• [Problem description] Retype without any change everything from the line that contains "In this exercise you will spot each instance of the pavement" down to the last of the lines below.

##### Data supplied #####

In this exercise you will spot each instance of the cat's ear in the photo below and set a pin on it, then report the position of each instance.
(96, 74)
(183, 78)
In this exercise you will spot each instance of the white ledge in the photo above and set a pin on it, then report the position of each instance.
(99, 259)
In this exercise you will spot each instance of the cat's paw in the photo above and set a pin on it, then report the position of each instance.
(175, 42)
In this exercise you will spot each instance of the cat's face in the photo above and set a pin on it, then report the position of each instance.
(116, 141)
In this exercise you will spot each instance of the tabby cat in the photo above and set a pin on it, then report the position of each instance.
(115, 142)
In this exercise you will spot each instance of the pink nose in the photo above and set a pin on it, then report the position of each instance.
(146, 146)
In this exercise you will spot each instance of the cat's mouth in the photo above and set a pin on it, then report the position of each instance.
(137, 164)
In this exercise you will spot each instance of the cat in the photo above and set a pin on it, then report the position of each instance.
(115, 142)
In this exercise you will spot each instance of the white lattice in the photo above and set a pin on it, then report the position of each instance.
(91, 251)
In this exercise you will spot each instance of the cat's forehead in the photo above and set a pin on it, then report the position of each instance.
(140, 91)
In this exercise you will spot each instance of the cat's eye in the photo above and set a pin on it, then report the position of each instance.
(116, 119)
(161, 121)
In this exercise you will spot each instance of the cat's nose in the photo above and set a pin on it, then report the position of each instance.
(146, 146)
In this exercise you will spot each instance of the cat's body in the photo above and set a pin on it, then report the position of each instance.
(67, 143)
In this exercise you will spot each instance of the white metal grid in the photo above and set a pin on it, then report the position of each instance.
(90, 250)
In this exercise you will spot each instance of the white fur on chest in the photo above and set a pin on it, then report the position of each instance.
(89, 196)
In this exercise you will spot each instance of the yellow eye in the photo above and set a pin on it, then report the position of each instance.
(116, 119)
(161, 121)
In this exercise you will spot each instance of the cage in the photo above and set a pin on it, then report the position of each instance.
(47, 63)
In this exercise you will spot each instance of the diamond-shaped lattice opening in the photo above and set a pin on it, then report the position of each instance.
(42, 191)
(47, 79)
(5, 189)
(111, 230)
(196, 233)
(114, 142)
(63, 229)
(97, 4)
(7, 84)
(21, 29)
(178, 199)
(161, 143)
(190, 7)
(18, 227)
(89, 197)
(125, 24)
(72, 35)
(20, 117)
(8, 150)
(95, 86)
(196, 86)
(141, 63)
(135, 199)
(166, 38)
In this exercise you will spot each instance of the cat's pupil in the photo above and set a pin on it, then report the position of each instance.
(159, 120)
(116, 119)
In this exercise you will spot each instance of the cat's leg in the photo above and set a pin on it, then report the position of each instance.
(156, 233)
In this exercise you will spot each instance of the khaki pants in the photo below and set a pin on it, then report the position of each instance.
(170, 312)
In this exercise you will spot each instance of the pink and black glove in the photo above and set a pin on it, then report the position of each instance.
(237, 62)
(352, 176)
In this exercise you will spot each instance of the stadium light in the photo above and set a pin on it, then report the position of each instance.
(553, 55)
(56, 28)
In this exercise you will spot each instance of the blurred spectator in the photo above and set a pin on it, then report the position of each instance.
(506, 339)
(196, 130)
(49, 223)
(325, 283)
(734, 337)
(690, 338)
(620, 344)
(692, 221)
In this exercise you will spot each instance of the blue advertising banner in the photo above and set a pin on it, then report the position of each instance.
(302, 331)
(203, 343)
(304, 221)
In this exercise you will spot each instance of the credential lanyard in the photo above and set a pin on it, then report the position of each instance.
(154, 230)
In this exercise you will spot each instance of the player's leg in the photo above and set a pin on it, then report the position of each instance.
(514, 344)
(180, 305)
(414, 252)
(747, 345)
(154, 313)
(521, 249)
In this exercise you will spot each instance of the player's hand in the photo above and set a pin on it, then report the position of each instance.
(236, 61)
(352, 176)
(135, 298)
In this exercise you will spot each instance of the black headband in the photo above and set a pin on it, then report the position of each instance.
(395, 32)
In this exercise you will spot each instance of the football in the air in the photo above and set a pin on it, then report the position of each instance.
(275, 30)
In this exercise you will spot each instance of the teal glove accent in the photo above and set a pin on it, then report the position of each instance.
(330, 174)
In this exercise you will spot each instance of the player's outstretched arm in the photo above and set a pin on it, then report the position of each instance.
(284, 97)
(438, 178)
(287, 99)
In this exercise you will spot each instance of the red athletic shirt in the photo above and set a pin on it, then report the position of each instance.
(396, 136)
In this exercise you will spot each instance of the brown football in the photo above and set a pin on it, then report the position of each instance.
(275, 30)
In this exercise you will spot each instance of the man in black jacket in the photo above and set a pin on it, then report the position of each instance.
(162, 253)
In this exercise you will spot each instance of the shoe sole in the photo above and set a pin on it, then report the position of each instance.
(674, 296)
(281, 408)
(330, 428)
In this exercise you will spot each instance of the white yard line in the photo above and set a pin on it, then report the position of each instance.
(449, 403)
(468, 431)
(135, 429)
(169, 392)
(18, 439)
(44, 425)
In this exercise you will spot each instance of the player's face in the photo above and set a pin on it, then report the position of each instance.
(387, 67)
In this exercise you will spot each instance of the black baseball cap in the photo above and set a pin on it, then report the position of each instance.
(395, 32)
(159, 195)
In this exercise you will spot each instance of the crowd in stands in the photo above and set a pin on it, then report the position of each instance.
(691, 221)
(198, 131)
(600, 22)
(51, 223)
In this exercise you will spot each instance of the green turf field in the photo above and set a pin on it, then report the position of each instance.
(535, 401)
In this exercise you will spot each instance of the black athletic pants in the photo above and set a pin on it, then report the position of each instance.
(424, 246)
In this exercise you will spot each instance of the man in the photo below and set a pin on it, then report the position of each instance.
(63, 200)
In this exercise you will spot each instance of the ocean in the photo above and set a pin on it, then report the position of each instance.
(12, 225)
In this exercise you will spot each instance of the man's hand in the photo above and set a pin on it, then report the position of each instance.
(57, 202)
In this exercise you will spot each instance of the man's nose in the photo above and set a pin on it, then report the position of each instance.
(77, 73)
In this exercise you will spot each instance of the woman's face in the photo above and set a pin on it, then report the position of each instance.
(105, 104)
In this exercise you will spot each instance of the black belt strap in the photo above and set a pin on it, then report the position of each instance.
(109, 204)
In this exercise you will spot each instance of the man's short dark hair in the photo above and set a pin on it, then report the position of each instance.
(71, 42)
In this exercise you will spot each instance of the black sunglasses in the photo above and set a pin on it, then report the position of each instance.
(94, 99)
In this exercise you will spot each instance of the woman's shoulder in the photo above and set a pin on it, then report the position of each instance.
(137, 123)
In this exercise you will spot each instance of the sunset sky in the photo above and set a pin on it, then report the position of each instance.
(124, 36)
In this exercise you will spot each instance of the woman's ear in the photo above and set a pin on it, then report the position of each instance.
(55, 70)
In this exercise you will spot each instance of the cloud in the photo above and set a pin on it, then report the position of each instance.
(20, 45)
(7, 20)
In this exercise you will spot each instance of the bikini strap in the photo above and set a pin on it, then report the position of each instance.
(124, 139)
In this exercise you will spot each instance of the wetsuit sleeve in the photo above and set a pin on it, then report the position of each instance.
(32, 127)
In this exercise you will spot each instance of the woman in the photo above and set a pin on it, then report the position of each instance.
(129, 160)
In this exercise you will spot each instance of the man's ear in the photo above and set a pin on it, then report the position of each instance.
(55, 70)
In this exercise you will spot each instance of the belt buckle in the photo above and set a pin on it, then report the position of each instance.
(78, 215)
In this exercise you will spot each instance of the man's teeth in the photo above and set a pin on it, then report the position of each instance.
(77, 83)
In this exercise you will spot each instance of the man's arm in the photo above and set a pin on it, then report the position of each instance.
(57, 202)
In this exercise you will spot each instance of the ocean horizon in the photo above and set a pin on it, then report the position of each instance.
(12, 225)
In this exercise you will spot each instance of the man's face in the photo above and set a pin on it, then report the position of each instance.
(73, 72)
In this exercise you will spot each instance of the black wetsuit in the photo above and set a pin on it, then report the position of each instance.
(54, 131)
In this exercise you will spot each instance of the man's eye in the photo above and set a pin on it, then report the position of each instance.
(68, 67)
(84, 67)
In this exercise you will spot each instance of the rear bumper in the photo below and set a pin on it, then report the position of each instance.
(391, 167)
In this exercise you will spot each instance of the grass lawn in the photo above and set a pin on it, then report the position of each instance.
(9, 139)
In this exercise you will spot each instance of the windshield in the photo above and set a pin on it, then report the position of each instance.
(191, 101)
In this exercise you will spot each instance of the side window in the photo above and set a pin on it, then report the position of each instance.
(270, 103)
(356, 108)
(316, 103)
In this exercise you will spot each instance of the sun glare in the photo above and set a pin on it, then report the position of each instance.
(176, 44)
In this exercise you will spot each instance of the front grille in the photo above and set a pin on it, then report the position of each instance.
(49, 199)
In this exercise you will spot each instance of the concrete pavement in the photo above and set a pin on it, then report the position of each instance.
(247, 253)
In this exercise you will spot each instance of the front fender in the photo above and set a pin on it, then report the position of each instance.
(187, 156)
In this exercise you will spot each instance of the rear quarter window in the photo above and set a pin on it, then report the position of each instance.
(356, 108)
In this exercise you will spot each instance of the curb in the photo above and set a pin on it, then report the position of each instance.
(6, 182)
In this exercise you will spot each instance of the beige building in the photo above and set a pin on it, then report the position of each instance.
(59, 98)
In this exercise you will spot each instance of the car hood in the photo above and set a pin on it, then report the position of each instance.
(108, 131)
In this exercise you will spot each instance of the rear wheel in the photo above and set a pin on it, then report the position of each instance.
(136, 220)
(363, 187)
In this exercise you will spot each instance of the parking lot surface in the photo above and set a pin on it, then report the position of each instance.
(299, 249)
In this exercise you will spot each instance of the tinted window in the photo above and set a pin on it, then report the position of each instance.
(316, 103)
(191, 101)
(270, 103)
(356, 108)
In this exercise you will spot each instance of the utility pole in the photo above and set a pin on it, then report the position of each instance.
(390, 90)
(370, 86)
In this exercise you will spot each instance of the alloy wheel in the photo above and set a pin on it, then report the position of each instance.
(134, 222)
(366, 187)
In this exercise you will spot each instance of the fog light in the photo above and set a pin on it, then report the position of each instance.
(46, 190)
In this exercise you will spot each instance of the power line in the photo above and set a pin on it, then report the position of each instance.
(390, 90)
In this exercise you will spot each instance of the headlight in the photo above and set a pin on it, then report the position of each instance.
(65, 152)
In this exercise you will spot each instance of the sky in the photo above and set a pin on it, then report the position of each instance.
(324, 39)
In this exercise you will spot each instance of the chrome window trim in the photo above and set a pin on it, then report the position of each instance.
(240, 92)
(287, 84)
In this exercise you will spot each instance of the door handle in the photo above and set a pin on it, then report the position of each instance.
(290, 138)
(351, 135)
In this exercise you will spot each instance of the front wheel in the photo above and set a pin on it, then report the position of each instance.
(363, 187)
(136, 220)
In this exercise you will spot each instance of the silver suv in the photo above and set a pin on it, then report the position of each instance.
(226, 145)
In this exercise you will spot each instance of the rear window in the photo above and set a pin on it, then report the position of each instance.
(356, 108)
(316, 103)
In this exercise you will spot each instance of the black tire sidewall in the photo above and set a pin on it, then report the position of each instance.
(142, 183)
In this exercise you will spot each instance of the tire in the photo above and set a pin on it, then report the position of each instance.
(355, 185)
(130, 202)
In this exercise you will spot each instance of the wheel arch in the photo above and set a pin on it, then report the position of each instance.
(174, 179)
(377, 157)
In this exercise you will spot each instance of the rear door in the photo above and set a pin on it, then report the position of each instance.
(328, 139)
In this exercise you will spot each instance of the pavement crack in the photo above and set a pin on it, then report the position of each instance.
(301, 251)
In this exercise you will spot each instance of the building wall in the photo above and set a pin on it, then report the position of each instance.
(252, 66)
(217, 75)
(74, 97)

#####

• [Answer to the exercise]
In this exercise you will spot each instance of the pavement crack in the photo above and set a pin on it, then report the position of each instance.
(301, 251)
In this exercise you will spot each instance of the building wall in the photo above and set a pin on it, then report the position of each instance.
(252, 66)
(217, 75)
(74, 97)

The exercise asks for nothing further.